-- Task to carry out --
Everything from the line containing "Where can you see the arched" through the end of the data below should be copied exactly, with no other lines.

-- Supplied material --
-----
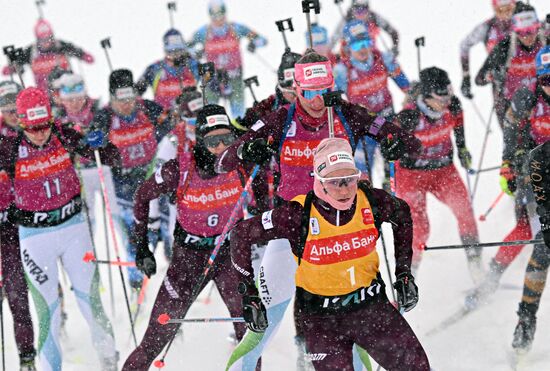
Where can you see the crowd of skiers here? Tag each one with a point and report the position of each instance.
(177, 169)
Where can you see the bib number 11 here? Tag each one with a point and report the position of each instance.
(48, 187)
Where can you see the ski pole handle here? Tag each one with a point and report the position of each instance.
(487, 244)
(89, 257)
(165, 319)
(483, 217)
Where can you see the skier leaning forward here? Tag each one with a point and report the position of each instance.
(339, 290)
(205, 201)
(52, 226)
(296, 131)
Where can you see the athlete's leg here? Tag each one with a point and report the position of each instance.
(173, 298)
(386, 335)
(276, 286)
(39, 251)
(85, 285)
(16, 290)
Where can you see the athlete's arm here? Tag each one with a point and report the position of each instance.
(362, 123)
(164, 180)
(270, 126)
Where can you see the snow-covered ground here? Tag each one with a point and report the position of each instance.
(479, 342)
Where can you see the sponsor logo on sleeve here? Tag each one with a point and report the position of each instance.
(267, 222)
(258, 125)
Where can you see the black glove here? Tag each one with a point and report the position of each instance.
(465, 158)
(145, 261)
(392, 148)
(407, 291)
(545, 229)
(466, 87)
(257, 151)
(251, 47)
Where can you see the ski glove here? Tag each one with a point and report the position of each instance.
(145, 261)
(466, 87)
(94, 139)
(392, 148)
(407, 291)
(257, 151)
(507, 179)
(465, 158)
(254, 313)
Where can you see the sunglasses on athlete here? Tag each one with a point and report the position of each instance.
(214, 140)
(544, 80)
(78, 88)
(361, 44)
(310, 94)
(339, 181)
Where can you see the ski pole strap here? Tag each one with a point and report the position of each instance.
(486, 244)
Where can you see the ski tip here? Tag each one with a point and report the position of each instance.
(159, 363)
(88, 257)
(163, 319)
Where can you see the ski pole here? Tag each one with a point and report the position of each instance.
(483, 148)
(171, 10)
(483, 217)
(106, 44)
(164, 319)
(206, 72)
(230, 223)
(284, 25)
(2, 313)
(248, 83)
(486, 244)
(419, 43)
(7, 50)
(14, 55)
(331, 99)
(307, 6)
(486, 169)
(39, 4)
(89, 257)
(113, 234)
(265, 63)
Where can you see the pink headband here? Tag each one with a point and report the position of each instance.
(315, 74)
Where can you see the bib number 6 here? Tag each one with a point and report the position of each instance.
(213, 220)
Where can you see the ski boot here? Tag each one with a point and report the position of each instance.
(26, 361)
(302, 363)
(525, 329)
(487, 287)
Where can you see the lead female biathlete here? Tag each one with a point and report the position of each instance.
(340, 293)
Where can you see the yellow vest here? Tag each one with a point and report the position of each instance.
(338, 260)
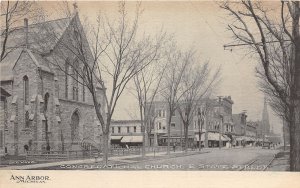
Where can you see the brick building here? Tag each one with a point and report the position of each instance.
(46, 109)
(126, 132)
(216, 123)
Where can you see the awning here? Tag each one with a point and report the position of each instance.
(116, 137)
(127, 139)
(225, 138)
(202, 137)
(238, 138)
(213, 136)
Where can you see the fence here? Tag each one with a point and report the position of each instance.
(136, 150)
(73, 154)
(62, 155)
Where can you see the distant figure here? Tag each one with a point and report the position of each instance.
(26, 148)
(48, 149)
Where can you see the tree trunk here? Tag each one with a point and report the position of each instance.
(186, 136)
(105, 148)
(169, 133)
(295, 121)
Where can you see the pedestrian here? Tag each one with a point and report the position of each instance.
(48, 149)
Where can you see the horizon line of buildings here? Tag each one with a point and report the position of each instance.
(218, 124)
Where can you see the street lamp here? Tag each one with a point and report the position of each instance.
(199, 117)
(221, 123)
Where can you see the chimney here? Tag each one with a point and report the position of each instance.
(26, 31)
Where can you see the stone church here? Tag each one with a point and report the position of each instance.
(42, 107)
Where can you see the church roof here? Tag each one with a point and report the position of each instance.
(40, 35)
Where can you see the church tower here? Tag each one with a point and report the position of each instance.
(265, 119)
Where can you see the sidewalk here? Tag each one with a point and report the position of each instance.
(280, 162)
(124, 159)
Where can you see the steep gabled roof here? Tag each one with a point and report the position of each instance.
(42, 37)
(38, 34)
(7, 64)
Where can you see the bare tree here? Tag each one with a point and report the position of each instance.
(11, 14)
(196, 85)
(147, 83)
(176, 67)
(106, 59)
(275, 40)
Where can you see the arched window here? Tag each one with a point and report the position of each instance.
(26, 89)
(27, 121)
(66, 79)
(75, 80)
(74, 127)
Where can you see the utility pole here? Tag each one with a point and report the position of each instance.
(221, 122)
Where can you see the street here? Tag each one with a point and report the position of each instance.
(210, 159)
(225, 159)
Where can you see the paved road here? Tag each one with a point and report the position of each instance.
(247, 159)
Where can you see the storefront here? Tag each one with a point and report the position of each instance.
(132, 141)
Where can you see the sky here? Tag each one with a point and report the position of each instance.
(203, 26)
-----
-- Response --
Where can you see the arched window here? Tag each one with a point and report the position of each instance.
(26, 89)
(27, 121)
(66, 79)
(75, 80)
(74, 127)
Where can you see the utility pole here? Tag each one with a point and report the position of each instance.
(221, 122)
Where can you see the street here? Tag each one with a point and report the position of each instance.
(210, 159)
(225, 159)
Where can you see the paved road here? Tag each one with a point and report the position of each instance.
(247, 159)
Where can you see the storefront here? Tag each one with a point and report the position of each instance.
(132, 141)
Where can you see the sky here? Tag each one with a point and report the position of each instance.
(203, 26)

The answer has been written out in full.